[Opening Extracted information section]
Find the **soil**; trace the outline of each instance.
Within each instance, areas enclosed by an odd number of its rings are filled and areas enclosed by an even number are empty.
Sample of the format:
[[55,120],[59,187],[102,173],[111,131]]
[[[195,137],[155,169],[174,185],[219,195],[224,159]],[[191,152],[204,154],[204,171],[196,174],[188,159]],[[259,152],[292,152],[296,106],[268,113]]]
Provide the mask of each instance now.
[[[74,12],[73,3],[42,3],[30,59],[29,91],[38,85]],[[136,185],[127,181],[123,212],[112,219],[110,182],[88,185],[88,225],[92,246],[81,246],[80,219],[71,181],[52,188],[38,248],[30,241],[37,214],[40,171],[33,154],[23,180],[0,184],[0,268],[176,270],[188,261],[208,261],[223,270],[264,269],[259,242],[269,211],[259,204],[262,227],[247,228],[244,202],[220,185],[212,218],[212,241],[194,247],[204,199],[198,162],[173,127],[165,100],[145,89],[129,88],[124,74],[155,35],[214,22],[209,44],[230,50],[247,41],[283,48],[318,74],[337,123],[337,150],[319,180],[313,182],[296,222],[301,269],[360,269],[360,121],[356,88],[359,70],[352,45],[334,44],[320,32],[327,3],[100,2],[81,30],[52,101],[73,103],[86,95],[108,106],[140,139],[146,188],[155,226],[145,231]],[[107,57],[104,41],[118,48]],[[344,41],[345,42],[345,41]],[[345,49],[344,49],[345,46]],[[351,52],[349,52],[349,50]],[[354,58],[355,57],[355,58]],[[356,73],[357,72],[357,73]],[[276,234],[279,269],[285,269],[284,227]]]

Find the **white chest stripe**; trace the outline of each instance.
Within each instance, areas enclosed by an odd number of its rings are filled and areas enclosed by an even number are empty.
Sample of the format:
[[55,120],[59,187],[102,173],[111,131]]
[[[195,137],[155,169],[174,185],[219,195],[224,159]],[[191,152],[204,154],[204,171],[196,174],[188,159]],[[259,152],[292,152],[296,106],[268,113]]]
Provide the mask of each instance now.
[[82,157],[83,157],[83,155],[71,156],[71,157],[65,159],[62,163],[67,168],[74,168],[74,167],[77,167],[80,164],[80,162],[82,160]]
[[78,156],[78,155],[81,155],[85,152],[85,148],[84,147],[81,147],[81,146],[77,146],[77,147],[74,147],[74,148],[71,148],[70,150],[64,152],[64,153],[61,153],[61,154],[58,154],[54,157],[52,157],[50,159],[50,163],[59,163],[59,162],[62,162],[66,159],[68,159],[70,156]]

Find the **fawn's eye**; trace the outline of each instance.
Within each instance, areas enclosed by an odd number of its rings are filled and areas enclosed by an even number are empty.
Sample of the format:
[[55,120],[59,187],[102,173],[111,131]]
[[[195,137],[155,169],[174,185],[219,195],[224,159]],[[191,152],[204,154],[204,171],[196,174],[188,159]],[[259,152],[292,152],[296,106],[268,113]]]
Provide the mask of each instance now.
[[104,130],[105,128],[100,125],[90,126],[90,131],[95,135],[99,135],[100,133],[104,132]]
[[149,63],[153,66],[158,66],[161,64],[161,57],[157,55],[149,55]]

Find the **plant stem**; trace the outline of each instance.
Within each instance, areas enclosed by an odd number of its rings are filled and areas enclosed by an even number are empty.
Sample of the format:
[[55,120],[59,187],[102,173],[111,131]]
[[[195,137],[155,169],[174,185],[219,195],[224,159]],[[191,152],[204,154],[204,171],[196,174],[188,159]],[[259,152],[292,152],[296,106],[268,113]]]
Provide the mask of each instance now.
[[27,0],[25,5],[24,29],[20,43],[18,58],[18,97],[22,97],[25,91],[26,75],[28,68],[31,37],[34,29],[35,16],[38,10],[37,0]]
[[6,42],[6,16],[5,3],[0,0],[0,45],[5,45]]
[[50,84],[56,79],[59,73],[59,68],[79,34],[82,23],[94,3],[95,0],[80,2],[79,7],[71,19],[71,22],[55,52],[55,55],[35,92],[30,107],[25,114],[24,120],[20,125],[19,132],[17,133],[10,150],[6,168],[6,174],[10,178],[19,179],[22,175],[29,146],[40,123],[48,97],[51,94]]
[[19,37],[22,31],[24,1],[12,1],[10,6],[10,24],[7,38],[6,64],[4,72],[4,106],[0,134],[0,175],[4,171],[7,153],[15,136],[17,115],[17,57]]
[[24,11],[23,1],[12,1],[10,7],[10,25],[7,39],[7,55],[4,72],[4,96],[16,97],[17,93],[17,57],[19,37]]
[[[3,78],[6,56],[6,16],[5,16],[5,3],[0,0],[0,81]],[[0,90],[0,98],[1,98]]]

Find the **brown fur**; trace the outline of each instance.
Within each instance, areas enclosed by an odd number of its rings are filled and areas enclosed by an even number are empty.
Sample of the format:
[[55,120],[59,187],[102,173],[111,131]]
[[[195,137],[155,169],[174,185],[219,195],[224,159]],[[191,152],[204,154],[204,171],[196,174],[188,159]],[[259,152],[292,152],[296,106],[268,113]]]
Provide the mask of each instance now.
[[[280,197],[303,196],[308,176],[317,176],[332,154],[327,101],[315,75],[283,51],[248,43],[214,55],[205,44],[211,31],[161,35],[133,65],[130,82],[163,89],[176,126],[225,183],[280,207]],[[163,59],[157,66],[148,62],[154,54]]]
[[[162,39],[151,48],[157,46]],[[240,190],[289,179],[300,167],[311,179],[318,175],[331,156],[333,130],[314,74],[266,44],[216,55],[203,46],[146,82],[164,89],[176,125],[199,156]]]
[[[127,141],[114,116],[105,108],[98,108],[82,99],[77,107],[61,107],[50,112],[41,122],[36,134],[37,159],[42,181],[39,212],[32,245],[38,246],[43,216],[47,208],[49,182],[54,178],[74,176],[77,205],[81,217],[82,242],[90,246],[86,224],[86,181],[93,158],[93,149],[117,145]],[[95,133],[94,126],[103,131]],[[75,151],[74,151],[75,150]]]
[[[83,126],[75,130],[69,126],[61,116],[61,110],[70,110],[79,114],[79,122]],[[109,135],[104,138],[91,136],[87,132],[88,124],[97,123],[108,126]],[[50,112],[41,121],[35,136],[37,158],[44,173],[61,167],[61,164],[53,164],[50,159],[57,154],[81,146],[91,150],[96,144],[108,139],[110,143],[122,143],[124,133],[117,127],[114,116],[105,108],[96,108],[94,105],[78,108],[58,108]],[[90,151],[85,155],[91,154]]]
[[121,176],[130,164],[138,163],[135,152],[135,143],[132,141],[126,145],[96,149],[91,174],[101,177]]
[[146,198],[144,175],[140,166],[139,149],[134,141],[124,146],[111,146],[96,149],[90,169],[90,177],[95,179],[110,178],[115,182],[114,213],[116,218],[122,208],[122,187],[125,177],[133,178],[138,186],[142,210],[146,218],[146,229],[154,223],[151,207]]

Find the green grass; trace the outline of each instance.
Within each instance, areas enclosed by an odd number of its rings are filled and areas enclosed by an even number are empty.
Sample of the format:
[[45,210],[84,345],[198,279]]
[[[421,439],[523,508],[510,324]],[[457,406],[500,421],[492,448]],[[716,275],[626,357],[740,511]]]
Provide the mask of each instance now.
[Closing Extracted information section]
(Work task):
Take the lines from the one containing "Find the green" through the final line of the entries above, and set them down exactly, with nothing added.

(Exercise answer):
Find the green grass; trace the outline of each instance.
Within each instance, areas enclosed by an odd number of its rings are filled and areas enclosed by an even number are empty.
Sample of the format:
[[45,210],[84,345],[198,279]]
[[[421,439],[523,508],[510,324]],[[457,406],[500,421],[492,448]],[[716,275],[626,357],[740,511]]]
Provide the mask of each instance now.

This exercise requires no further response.